Set exercise: Rewrite the lines below as a Markdown table with columns "No." and "Text", numbering each row and omitting blank lines. Include only the lines from the one containing "Request: Identify every person" through the end of the records, inclusive.

Material for the task:
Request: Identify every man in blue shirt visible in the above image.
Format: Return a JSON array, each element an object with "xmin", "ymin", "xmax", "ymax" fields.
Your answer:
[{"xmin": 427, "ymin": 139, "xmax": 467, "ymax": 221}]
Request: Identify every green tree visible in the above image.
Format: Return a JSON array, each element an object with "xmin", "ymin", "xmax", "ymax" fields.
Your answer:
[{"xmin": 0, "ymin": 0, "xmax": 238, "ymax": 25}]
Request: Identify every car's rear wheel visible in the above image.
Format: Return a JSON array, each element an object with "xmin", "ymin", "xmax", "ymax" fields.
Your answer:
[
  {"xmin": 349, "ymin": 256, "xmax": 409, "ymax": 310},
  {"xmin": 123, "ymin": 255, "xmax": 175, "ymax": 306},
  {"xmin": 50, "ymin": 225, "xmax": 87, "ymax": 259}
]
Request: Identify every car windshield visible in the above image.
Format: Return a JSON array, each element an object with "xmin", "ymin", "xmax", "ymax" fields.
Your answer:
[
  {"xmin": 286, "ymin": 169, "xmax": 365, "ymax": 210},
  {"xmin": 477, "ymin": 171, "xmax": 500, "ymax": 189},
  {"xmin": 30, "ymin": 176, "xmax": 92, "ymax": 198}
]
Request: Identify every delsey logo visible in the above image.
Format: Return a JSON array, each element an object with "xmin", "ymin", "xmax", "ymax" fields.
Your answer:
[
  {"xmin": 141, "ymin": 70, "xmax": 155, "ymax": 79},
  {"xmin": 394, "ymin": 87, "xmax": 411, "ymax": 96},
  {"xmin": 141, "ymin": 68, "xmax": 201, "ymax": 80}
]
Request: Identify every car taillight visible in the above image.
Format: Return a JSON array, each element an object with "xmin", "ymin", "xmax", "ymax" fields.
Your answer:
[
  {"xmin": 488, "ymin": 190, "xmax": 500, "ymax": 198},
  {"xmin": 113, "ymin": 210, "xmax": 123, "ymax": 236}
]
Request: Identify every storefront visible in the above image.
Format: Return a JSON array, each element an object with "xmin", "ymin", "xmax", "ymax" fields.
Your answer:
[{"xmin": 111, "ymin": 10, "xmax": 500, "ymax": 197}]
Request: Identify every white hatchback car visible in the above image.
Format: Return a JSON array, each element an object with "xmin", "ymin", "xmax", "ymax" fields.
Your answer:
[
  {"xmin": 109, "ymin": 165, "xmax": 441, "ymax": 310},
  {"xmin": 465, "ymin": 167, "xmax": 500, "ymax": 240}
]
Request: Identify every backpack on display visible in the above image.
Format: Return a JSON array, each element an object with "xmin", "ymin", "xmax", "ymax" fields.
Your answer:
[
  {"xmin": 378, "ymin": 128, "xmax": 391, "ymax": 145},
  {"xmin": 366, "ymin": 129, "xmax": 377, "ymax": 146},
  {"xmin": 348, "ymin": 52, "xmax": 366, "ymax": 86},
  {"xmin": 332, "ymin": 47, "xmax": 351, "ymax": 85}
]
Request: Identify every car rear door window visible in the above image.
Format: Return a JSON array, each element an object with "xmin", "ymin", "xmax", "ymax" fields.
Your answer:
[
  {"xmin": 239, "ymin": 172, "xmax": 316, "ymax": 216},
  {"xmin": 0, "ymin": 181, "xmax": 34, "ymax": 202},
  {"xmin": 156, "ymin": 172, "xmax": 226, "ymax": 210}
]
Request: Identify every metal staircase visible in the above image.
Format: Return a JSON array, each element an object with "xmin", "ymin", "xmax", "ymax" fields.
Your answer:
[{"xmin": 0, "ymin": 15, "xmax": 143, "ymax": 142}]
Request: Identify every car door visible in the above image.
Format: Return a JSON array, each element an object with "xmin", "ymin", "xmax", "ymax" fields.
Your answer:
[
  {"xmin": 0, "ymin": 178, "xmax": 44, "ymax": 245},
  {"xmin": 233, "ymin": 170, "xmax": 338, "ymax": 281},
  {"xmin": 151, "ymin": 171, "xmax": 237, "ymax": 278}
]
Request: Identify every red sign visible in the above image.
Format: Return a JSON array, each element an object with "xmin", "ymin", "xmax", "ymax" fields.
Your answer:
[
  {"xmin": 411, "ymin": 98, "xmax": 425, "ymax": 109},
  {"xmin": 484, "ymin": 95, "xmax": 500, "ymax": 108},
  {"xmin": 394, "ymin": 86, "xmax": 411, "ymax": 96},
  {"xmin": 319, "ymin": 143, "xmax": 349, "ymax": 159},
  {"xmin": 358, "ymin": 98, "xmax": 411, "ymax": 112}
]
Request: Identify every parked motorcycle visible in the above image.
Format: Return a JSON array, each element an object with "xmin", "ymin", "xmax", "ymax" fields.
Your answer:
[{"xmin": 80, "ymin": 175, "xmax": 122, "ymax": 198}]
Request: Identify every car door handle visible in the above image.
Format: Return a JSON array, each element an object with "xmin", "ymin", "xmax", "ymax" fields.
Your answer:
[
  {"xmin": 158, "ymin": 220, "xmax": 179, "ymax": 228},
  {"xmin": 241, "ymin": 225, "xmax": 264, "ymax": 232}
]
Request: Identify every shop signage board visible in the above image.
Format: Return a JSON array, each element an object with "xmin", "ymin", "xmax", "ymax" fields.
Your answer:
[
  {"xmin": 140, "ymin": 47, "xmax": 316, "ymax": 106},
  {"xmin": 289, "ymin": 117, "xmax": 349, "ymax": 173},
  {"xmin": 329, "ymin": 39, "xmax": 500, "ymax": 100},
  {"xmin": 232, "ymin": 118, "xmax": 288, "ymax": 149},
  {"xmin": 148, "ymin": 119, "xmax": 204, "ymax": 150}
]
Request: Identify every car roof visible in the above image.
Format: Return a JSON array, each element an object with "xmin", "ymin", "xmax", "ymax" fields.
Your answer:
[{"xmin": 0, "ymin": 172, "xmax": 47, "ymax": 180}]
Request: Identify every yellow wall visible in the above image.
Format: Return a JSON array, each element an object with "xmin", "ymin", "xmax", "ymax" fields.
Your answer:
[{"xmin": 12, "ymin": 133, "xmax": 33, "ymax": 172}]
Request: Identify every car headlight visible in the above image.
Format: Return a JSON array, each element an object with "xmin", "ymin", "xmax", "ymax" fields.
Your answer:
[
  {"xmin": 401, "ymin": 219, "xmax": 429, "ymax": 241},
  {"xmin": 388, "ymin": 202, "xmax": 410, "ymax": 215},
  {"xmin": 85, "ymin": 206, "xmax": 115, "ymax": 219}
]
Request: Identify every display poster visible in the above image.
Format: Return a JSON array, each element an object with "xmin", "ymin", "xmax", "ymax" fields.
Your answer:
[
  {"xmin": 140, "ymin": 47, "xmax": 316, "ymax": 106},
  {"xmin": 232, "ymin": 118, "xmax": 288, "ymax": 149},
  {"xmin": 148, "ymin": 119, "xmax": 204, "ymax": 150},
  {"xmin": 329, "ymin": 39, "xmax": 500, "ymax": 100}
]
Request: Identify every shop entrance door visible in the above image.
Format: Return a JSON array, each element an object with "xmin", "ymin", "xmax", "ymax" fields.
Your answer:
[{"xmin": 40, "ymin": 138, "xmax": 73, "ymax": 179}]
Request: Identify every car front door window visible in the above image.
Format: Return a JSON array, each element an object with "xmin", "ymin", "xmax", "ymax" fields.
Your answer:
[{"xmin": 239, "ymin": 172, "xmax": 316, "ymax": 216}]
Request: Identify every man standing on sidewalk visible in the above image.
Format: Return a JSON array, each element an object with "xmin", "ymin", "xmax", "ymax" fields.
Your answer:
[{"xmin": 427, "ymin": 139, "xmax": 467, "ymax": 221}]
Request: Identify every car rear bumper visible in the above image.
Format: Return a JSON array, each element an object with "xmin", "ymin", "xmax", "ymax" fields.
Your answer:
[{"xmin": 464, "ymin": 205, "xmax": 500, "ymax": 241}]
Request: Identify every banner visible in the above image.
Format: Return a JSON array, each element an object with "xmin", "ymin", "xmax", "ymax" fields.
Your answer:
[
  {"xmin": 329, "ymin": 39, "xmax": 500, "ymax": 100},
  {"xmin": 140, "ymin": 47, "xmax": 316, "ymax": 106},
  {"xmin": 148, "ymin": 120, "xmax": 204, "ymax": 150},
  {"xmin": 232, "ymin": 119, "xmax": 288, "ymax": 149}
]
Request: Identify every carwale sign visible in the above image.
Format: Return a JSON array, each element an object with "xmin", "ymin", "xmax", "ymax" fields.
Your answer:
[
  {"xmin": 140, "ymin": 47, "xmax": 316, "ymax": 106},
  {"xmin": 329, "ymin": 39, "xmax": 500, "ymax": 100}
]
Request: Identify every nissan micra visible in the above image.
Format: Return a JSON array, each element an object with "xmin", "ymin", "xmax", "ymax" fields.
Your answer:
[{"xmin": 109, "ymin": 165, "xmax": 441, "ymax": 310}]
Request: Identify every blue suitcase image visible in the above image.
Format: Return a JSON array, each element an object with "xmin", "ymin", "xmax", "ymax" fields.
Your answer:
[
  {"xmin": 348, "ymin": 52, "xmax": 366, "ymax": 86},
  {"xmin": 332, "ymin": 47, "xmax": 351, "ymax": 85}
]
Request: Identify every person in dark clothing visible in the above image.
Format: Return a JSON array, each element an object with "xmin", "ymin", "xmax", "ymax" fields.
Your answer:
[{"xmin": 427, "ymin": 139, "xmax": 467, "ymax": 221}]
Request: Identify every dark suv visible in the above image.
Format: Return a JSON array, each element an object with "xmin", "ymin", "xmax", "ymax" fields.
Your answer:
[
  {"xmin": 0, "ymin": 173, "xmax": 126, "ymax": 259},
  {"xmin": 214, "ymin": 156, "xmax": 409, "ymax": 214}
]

Exercise output:
| No. | Text |
|---|---|
| 1 | Request: Identify every person in dark clothing visible in the above image. |
| 2 | Format: Return a JSON array, each element an object with "xmin", "ymin", "xmax", "ymax" fields. |
| 3 | Your answer: |
| 4 | [{"xmin": 427, "ymin": 139, "xmax": 467, "ymax": 221}] |
| 5 | Request: Identify every dark suv visible in the above image. |
| 6 | Format: Return a JSON array, each element an object with "xmin", "ymin", "xmax", "ymax" fields. |
| 7 | Your answer: |
| 8 | [ |
| 9 |   {"xmin": 0, "ymin": 173, "xmax": 126, "ymax": 259}, |
| 10 |   {"xmin": 214, "ymin": 156, "xmax": 409, "ymax": 214} |
| 11 | ] |